──────── Предоставленный отрывок ────────

Путешествие из Сафонтьева в Москву
Путешествие из Сафонтьева в Москву
Получил из редакции поздравление с наградой и вызов в Москву. Может, удастся хоть на несколько дней слетать к моим, в этот самый благословенный Молотовск, где, по письмам жены, им живется так хорошо, что не хватает только меня… Мечты, мечты! Наступление-то продолжается… Как бы там ни было, еду. Мне в Москве дали квартиру: две комнаты в правдинском доме на Беговой, куда уже вселилась мама. Надо хотя посмотреть, как она устроилась. У Петровича свои планы и свои интересы в столице. Он катается вокруг машины колобком, добывает бензин, масло и даже… запасные части.
Мутным от изморози февральским утром трогаемся. Путь наш лежит по дорогам недавнего наступления, и, хотя снега нынче на редкость глубоки и машина порой идет в прорубленной в сугробах траншее, справа и слева видишь свидетельства недавних боев. То тут, то там виднеются вытаявшие из снега немецкие трупы, торчат остовы сгоревших машин, стволы брошенных орудий, побуревшие от огня танки и самоходки. Нет, что там ни говори, война моторов — это не публицистический образ. И все же пейзажи занесенной этой дороги напоминают картины наполеоновского отступления, запечатленные Верещагиным.
Тут и там толпы крестьянских женщин с лопатами. Какие-то ветхие дядьки управляют ими. Несмотря на крепкий мороз, работают усердно, весело, шутками провожают машины с бойцами, движущиеся в сторону фронта. Но дорога в одну колею. Чтобы разминуться со встречными, приходится ждать на разъездах. Краснощекие регулировщицы в полушубках, напоминающие кукол-матрешек, строго командуют движением, и ни мандат «Правды», ни карие очи и сладкие речи Петровича не действуют на них. Ждите, и никаких разговоров!
Подъезжаем к Калинину уже на закате. Все в снегу. Белыми пирамидами стоят старые ели Комсомольской рощи. Фанерные домики пионерского лагеря, где нам пришлось когда-то заночевать по пути к Ротмистрову, заметены по самые крыши. Они походят на игрушки, оставленные убежавшими ребятишками. Вон слева стоит так называемый «домик эстонца», старенький, деревянный. За него несколько дней шла борьба, хуторок переходил из рук в руки. А домишко на вот тебе — без окон, без дверей, но целый… А дальше обезглавленная церковь погоста Николы Малицы, где мы с Евновичем просидели самые трудные для нас сутки за все время войны.

────────

Письменное задание 1
Сколько комнат в московской квартире, упомянутой в отрывке о поездке из Сафонтьева в Москву, и где она находится?
Письменное задание 2
Перепишите из отрывка о поездке из Сафонтьева в Москву фрагмент между словами «Тут и там толпы» и «и никаких разговоров!», включая их.
Письменное задание 3
Продолжите отрывок о поездке из Сафонтьева в Москву с того места, на котором он заканчивается.

──────── Строки ────────

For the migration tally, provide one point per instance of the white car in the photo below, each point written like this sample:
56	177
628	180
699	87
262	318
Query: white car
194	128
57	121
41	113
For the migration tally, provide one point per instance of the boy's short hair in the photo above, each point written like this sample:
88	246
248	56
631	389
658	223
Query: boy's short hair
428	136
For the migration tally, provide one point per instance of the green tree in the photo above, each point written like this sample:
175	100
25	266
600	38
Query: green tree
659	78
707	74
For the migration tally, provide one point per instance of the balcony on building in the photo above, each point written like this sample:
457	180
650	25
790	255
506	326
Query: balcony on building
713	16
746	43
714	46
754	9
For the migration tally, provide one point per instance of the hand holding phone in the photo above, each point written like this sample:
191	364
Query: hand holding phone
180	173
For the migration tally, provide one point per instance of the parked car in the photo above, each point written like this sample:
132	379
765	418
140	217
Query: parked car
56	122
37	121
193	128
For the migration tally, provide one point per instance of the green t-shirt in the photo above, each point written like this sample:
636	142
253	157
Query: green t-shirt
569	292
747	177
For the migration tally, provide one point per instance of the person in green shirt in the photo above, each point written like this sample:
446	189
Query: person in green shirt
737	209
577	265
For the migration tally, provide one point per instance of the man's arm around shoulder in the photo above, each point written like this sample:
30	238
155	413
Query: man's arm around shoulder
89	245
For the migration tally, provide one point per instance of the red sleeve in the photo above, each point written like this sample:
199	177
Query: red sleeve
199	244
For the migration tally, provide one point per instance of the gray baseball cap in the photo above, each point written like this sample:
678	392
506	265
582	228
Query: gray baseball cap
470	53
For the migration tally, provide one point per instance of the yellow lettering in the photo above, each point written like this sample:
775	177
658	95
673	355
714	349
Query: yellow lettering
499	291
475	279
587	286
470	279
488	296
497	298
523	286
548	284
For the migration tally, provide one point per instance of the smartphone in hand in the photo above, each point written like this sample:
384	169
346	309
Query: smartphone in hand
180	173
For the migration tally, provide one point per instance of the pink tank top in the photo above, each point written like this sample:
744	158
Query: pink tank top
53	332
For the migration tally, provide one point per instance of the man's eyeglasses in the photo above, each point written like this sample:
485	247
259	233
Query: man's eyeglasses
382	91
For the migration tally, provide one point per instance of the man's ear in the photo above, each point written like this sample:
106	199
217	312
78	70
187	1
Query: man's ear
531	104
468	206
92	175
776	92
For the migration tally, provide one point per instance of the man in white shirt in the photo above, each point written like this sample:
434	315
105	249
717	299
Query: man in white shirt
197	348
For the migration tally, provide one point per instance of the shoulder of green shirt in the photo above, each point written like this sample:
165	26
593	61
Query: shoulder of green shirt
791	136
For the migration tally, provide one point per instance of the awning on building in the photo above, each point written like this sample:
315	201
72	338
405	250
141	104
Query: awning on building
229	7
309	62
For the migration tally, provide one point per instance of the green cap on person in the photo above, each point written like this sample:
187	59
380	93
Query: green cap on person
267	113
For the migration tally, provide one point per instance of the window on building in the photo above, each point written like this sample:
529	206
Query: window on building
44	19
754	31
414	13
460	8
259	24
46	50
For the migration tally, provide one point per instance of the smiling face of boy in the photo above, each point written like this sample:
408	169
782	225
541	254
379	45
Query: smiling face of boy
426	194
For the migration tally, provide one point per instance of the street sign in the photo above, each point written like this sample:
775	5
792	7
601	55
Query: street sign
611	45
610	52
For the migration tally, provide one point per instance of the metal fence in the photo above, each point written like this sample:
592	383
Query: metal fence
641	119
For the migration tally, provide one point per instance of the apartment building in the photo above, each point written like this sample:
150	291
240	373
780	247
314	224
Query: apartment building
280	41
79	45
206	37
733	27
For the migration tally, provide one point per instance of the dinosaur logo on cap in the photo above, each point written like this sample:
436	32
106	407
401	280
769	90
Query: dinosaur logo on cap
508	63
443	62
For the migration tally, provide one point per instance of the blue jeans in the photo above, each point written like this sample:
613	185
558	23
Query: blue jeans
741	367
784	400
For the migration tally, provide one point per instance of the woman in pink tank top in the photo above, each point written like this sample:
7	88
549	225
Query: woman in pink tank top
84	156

────────

Письменный ответ 1
Две комнаты в правдинском доме на Беговой.

Письменный ответ 2
Тут и там толпы крестьянских женщин с лопатами. Какие-то ветхие дядьки управляют ими. Несмотря на крепкий мороз, работают усердно, весело, шутками провожают машины с бойцами, движущиеся в сторону фронта. Но дорога в одну колею. Чтобы разминуться со встречными, приходится ждать на разъездах. Краснощекие регулировщицы в полушубках, напоминающие кукол-матрешек, строго командуют движением, и ни мандат «Правды», ни карие очи и сладкие речи Петровича не действуют на них. Ждите, и никаких разговоров!

Письменный ответ 3
Ну как не остановиться и не осмотреть это памятное место! Теперь это глубокий тыл. Над уцелевшими избами вьются мирные дымки. Обезглавленные артиллерией деревья как бы уже смирились со своими ранами, затянули их смолой. У самого шоссе из толпы хвойных выступает высокая строевая сосна. Подкалиберный снаряд расщепил пополам золотой ствол, расщепил, но не пробил. Так и остался торчать в расщепе. И подумалось, что было бы хорошо сохранить сосну в таком вот виде, как напоминание о славной битве, которую провели здесь танкисты-гвардейцы, разгромившие с помощью девяти оставшихся машин авангард 3-й бронетанковой группы генерала Гота. Кстати, мне говорили, что вчера полковнику П. А. Ротмистрову, командиру, похожему на ученого, за это сражение был вручен орден Ленина.
Двигаемся дальше. С вершины Горбатого моста открывается вид на город. Он ожил, и если металлические громады цехов вагонного завода еще заметены снегом, то над «Пролетаркой» поднимаются в безветрии клубы дыма, да и над городом, над уцелевшими домами, торчат оранжевые дымки, похожие на лисьи хвосты.
Ну конечно же, засветло до Москвы нам не добраться. Да и нельзя миновать родной город, как нельзя, будучи рядом, не посетить тяжело раненного друга, у которого дела пошли на поправку. Ночлег? Для солдата это не проблема, тем более что с 1 января, как я знаю, «Пролетарская правда» находится уже в городе. Большое трехэтажное, выходящее окнами на площадь здание, которым мы, тверские журналисты, так гордились, сожжено и стоит теперь как старая театральная декорация, за ненадобностью вынесенная на улицу. Редакция же разместилась в первом этаже жилого дома, заняв в нем всего две квартиры. Но работа кипит. Сотрудники, напялив на себя все, что у них сохранилось из одежды, дуя от холода в кулаки, выпускают в общем-то неплохую газету, отражающую и военные и тыловые заботы своего Верхневолжского края, над которым совсем недавно проносились смертоносные, сокрушительные смерчи гитлеровского «Тайфуна».
Василий Кузнецов встречает своего бывшего сотрудника улыбкой во весь рот. Едва дав снять полушубок и прислониться спиной к печке, кричит:
— А знаете, что мы тут надумали?
Этой газете всегда везло на редакторов-выдумщиков. Одна из старейших рабочих газет в стране, она славилась тем, что умела заметить любое доброе начинание, подсмотреть любую хорошую инициативу рабочих, колхозников, интеллигентов в самый момент ее рождения, умела раздуть искру почина в пламя, которое порой обнимало уже не только город, но распространялось по всей стране. Производственные смотры… Договоры тысяч… Показательные процессы над лодырями, прогульщиками, разгильдяями… Всесоюзная кампания за овладение техникой и сдача норм на значок ЗОТ… Митинг машин… Сквозные стахановские бригады… Моляковское движение льноводов… Все, что рождалось в умах и сердцах тружеников Тверского края, газета умела вовремя подсмотреть, приподнять, подхватить, понести.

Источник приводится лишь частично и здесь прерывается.